*** Excerpted text

Isn't this what I've been saying for a long, long time?
This study was done on healthy people, as far as I can gather. The TSH rose to stimulate the thryoid gland to make more hormone. In hypo people the thyroid cannot comply, hence why they feel bad for several days after. Well, it's good to be validated. I hadn't actually read this study. It's just something I learnt a long time ago from... whatever.
I'm certain we know more than your bog-standard endos! And certainly more than the average GP. There are some that know more than average because they take an interest in the subject. But that isn't the case with most endos/doctors because - as someone once said to me - thyroid isn't 'sexy'!!! (Although what's sexy about diabètes, I have no idea! (I mean the disease itself, not the people that have it!))
But the doctors that know most about it aren't even endos, Drs S and P, for example. But they are rare.
In Dr Weetman's presentation he did point out about Dr P deeming him (in my view) and making a joke about a doctor diagnosing "Without Blood Tests". He obviously thinks he has more know than someone who has hypothyroidism, keeps himself well and functions even well past retirement age. Did you read my post yesterday re Dr W's although I know you didn't want to have anything to do with Dr W but it definitely shows a bias towards the TSH alone and anything else is a somatization disorder (even if it is very painful and they don't know what it is). He does have a cheek. He got a big applause from the audience at the end and also held up a book of STTM.

******
*** Recorded information

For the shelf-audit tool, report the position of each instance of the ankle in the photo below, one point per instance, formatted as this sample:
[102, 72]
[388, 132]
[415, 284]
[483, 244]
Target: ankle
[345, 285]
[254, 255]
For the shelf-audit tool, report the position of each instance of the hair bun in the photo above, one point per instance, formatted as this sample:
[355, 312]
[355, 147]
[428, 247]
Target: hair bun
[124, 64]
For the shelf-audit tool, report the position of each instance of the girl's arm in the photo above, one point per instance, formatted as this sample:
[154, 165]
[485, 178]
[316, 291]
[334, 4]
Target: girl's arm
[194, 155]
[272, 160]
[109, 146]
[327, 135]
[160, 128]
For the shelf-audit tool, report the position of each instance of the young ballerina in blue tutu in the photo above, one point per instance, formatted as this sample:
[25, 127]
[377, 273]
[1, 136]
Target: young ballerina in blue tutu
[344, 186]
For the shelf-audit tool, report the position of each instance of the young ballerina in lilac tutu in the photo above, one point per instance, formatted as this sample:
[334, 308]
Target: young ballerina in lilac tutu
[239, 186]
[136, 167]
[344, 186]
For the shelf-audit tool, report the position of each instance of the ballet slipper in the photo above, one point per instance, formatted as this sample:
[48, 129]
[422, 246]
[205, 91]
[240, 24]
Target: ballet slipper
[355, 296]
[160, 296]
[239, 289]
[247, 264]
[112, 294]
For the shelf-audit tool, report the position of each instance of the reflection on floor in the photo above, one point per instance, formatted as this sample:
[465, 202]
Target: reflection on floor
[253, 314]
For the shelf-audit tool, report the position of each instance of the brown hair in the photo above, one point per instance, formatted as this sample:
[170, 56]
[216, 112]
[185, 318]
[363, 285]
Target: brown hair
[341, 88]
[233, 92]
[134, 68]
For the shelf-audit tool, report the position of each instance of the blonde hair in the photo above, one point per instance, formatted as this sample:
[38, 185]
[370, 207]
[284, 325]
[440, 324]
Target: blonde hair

******

Assignment:
List every disease or disorder that the thyroid post names.

Response area:
- hypothyroidism
- diabètes
- somatization disorder